WHAT YOU NEED TO DO |
**1)** Can you rewrite the part of the All Saints’ Sunday reflection that opens with "Isaiah 25:6-9" and closes with "honors our tears.", putting "ultimate triumph" in place of "final victory"?
**2)** Would you extend the All Saints’ Sunday reflection, picking up right after its last sentence?

Top of READING PASSAGE

For All the Saints - Reflections 11-6-2021

Texts for Sunday November 7
All Saints’ Sunday

Isaiah 25:6-9
Psalm 24
Revelation 21:1-6a
John 11:32-44

It is All Saints’ Sunday this Sunday. On this day, we celebrate the final victory won for all the faithful followers, but we also grieve for our beloved dead. We can be assured that God honors our tears.

All Saints’ is a yearly gift for the Church.

First it declares bluntly that death is very present among us. A truth strongly felt especially for those who have recently experienced the death of a loved one, but also for all who still miss someone, and grieve in the dark hollowness of their loss. Death is painful, death is brutal. The void that stares us down each day is real. In this week’s Gospel, even God/Jesus grieves in anguish over the death his dear friend Lazarus. We do not have to sugar coat: death is real.

Not changing the truth of our tears, All Saints’ Day also proclaims hope. Jesus calls Lazarus out of his grave, unbinding him from death. All the texts carry the promise that God will not leave us in our grief. God’s triumph over death has begun; God will wipe away our tears. The texts turn our eyes toward death’s ultimate defeat: God will swallow up death forever (Isaiah); Death will be no more (Revelation). We are comforted by that promise, a word of hope in the midst of our pain.

Bottom of READING PASSAGE
Top of DATA FOR REVIEW

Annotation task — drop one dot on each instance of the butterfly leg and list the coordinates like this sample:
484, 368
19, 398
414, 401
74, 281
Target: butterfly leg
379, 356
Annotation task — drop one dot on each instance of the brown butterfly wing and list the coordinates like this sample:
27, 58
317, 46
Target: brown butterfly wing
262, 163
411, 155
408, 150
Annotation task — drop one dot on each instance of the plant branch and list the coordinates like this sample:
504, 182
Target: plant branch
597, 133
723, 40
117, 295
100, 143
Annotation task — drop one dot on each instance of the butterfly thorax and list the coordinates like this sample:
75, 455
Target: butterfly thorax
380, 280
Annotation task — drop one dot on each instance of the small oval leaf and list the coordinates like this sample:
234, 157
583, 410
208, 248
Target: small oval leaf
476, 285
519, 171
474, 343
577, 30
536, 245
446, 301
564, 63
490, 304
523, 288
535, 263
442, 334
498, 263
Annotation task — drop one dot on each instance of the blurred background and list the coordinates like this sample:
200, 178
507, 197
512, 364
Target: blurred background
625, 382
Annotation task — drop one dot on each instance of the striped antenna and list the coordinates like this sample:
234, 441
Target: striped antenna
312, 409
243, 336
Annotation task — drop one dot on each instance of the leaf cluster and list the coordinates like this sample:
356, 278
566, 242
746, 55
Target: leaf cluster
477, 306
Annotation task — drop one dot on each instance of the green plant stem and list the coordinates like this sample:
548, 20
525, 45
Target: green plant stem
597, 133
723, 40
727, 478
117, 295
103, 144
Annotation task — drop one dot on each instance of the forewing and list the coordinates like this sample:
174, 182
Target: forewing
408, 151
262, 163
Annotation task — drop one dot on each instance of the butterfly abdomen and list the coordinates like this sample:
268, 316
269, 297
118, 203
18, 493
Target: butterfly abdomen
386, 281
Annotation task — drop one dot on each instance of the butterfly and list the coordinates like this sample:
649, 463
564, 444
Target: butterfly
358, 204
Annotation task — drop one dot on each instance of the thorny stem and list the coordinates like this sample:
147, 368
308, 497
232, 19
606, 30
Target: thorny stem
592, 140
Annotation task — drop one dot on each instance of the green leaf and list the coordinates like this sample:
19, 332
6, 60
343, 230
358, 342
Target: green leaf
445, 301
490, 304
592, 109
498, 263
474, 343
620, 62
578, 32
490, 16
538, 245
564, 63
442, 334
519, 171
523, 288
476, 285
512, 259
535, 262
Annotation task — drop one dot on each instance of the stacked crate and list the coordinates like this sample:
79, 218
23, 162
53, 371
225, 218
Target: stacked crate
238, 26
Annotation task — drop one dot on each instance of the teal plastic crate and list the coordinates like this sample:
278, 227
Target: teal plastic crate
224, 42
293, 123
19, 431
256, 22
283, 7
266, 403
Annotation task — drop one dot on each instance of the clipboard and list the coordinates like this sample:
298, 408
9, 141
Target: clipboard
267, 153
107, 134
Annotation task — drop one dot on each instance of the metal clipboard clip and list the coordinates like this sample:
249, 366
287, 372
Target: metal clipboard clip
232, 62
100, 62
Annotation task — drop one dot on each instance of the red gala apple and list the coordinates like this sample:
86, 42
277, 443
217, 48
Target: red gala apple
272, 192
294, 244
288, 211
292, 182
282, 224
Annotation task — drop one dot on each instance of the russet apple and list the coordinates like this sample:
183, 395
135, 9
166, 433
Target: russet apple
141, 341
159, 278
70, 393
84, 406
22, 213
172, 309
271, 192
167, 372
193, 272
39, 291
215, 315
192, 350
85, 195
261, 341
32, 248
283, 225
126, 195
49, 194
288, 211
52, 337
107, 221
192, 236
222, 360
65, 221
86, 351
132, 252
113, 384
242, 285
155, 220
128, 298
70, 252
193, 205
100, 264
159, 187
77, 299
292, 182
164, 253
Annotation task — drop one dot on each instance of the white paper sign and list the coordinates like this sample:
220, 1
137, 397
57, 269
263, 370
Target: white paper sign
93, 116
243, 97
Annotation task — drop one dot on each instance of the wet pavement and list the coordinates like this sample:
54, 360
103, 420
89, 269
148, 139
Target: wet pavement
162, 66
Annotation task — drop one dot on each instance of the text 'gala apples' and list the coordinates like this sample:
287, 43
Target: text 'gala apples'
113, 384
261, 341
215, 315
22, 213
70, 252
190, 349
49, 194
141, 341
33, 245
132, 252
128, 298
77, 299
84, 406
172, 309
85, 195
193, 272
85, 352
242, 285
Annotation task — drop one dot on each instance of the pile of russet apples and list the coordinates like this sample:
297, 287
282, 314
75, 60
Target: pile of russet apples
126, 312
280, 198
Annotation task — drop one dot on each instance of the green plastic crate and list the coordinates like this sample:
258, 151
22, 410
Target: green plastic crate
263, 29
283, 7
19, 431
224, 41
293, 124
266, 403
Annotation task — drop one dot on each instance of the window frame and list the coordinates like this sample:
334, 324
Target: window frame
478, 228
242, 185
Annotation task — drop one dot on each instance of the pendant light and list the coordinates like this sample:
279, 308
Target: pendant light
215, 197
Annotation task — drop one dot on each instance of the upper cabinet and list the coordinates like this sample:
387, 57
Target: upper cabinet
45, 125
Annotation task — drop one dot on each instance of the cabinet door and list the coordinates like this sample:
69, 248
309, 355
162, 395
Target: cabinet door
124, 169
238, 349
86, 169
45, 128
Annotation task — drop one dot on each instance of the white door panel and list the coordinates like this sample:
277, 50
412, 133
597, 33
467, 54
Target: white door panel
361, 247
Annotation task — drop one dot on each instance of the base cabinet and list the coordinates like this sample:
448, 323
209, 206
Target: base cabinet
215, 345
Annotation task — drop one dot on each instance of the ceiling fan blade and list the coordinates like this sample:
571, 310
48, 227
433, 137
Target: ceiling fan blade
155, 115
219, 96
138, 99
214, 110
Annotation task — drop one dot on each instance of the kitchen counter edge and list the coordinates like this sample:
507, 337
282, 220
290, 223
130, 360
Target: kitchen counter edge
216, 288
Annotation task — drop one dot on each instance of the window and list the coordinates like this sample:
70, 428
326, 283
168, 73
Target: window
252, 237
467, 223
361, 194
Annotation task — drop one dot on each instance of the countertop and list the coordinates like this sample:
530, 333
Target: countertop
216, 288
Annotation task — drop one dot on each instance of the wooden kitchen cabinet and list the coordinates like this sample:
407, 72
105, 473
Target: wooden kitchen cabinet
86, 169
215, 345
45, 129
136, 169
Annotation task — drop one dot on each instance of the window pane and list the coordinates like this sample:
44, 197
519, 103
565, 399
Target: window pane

Bottom of DATA FOR REVIEW

ANSWERS BY ITEM |
**1)**
Isaiah 25:6-9
Psalm 24
Revelation 21:1-6a
John 11:32-44

It is All Saints’ Sunday this Sunday. On this day, we celebrate the ultimate triumph won for all the faithful followers, but we also grieve for our beloved dead. We can be assured that God honors our tears.

**2)**
Finally, this day does not just celebrate “pie in the sky by and by”. All Saints’ Day is about the present. God says “See, I am making all things new” - right now, this moment. Luther taught that through our baptism God brings forth a new person. Each day, each moment, we are saints with God-given possibilities to serve and love others. That newness is why people make the sign of the cross, or dip their fingers into the baptismal waters at church – to remind themselves that they are one of God’s saints sent to be in this world this moment. And we taste the final feast which is shared with all people at the end of the old whenever we eat and drink at communion.


Which saints do you remember this year? Who makes All Saints Day especially meaningful for you?

When have you felt God making all things new?

In the COVID pandemic, we as a country have experienced death in a way that we have never before experienced. 750,000 people died. How can we lament and remember them?